» **Records**:
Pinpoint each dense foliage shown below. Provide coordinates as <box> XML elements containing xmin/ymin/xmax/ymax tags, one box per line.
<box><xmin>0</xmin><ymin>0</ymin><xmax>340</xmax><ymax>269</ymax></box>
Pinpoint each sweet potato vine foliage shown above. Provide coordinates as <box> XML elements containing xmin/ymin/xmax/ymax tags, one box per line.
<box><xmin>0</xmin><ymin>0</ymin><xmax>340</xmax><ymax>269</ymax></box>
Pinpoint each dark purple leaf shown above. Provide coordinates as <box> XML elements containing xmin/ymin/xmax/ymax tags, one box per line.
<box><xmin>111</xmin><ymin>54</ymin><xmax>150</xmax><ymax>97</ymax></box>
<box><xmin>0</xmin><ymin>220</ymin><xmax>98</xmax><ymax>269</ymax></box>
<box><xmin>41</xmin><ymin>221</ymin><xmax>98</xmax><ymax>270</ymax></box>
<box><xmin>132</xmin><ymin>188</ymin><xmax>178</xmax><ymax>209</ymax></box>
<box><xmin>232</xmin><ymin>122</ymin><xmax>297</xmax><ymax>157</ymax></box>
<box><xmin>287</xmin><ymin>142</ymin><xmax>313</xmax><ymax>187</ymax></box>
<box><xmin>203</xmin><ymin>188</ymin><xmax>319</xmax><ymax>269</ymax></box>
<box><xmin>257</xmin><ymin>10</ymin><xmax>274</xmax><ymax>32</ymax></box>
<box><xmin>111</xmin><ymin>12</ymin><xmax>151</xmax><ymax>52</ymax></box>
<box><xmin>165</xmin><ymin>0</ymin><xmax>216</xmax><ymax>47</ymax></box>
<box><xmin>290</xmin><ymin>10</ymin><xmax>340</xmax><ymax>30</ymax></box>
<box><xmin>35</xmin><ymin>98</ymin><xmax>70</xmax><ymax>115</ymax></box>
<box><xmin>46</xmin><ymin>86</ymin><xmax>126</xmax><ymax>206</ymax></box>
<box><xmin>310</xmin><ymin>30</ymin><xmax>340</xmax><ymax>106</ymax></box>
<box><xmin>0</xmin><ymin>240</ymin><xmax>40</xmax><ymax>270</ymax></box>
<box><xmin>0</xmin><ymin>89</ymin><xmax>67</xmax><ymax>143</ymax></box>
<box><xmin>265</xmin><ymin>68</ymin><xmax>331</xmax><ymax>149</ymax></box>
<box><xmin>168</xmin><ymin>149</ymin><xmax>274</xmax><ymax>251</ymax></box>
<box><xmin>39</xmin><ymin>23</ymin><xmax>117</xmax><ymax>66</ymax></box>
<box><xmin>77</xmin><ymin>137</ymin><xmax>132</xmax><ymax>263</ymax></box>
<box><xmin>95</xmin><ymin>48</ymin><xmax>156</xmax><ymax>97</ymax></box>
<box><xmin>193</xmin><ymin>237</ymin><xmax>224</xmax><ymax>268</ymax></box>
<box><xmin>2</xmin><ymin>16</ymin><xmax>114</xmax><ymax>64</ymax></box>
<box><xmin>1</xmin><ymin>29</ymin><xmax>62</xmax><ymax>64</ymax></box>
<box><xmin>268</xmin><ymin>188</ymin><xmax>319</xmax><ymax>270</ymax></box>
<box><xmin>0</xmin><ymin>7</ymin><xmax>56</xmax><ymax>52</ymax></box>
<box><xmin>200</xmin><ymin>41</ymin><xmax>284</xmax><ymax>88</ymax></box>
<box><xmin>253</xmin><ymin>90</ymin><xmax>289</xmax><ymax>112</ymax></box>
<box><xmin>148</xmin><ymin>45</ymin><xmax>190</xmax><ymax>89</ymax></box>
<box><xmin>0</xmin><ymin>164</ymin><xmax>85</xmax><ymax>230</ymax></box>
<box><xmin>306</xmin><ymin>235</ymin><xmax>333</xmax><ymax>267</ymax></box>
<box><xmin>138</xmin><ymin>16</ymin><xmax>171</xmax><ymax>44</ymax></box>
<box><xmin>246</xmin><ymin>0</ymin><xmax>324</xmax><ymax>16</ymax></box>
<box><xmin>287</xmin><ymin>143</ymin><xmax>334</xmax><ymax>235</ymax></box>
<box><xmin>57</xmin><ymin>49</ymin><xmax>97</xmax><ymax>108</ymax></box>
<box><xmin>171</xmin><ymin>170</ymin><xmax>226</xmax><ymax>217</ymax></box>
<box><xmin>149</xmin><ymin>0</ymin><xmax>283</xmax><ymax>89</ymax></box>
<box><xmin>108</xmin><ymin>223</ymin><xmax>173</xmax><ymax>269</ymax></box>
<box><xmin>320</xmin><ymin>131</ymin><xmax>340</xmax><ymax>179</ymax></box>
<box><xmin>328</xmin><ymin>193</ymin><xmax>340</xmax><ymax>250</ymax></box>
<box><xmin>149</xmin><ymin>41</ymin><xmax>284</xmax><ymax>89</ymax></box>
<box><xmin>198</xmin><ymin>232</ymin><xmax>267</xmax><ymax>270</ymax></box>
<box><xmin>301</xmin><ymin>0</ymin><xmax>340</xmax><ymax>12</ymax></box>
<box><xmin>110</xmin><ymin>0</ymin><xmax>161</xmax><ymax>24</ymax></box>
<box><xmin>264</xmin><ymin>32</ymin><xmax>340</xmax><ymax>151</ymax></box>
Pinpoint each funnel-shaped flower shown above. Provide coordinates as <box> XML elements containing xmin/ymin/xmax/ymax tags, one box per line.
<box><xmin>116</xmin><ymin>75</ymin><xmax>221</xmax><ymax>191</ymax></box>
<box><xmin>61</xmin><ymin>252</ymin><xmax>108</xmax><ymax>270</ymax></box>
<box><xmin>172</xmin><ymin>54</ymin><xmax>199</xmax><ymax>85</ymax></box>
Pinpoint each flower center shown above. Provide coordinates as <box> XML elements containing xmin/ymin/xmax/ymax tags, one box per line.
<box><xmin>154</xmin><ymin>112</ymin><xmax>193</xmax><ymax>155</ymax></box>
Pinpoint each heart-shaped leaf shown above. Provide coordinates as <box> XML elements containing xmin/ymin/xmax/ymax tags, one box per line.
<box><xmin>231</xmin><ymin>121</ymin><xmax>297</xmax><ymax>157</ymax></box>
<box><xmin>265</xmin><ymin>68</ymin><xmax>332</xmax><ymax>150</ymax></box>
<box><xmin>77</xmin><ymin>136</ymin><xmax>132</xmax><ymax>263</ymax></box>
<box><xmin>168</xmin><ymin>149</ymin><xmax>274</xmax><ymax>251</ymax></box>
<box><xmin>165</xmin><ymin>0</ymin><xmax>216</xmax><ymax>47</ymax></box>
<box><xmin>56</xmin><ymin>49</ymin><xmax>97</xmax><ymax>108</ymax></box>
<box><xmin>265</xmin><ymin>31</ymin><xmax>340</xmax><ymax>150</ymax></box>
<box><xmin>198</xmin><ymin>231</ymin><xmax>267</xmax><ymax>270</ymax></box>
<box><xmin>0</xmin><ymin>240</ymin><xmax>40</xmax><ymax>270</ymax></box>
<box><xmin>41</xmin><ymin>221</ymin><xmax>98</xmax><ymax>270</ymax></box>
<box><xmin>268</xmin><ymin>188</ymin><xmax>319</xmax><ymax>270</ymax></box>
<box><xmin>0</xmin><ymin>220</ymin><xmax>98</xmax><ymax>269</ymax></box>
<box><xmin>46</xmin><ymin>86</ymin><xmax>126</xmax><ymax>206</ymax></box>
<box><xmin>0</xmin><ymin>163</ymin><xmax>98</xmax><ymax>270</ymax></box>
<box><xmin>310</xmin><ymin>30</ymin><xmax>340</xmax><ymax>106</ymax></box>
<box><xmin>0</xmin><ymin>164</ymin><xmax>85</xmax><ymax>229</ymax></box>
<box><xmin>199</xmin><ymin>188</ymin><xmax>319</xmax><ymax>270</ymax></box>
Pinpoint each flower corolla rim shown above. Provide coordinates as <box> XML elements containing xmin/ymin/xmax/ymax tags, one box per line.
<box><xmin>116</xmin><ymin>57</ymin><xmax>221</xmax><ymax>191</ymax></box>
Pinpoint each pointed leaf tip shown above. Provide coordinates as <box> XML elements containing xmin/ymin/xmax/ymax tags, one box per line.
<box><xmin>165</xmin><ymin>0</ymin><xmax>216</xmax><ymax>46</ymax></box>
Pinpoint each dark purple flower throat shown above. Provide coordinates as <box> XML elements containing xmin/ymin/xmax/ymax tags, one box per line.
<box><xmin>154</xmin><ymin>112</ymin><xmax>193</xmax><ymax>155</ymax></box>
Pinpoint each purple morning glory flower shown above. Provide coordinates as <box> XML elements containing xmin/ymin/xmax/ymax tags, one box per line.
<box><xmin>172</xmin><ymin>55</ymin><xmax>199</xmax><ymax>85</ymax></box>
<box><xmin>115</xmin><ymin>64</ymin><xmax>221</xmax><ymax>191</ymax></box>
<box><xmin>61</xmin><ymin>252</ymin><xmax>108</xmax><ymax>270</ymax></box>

» **Task to complete**: Your task is to restate, word for word, the line with "Pinpoint each dark purple flower" and all lines after it, ending with the last line of the data.

» **Written response**:
Pinpoint each dark purple flower throat shown above. Provide coordinates as <box> XML elements containing xmin/ymin/xmax/ymax tags, one box per line.
<box><xmin>154</xmin><ymin>112</ymin><xmax>193</xmax><ymax>155</ymax></box>
Pinpoint each purple morning glory flower shown above. Provide coordinates as <box> XML elements containing xmin/ymin/xmax/ymax tags, one box per line.
<box><xmin>172</xmin><ymin>55</ymin><xmax>199</xmax><ymax>85</ymax></box>
<box><xmin>115</xmin><ymin>64</ymin><xmax>221</xmax><ymax>191</ymax></box>
<box><xmin>61</xmin><ymin>252</ymin><xmax>108</xmax><ymax>270</ymax></box>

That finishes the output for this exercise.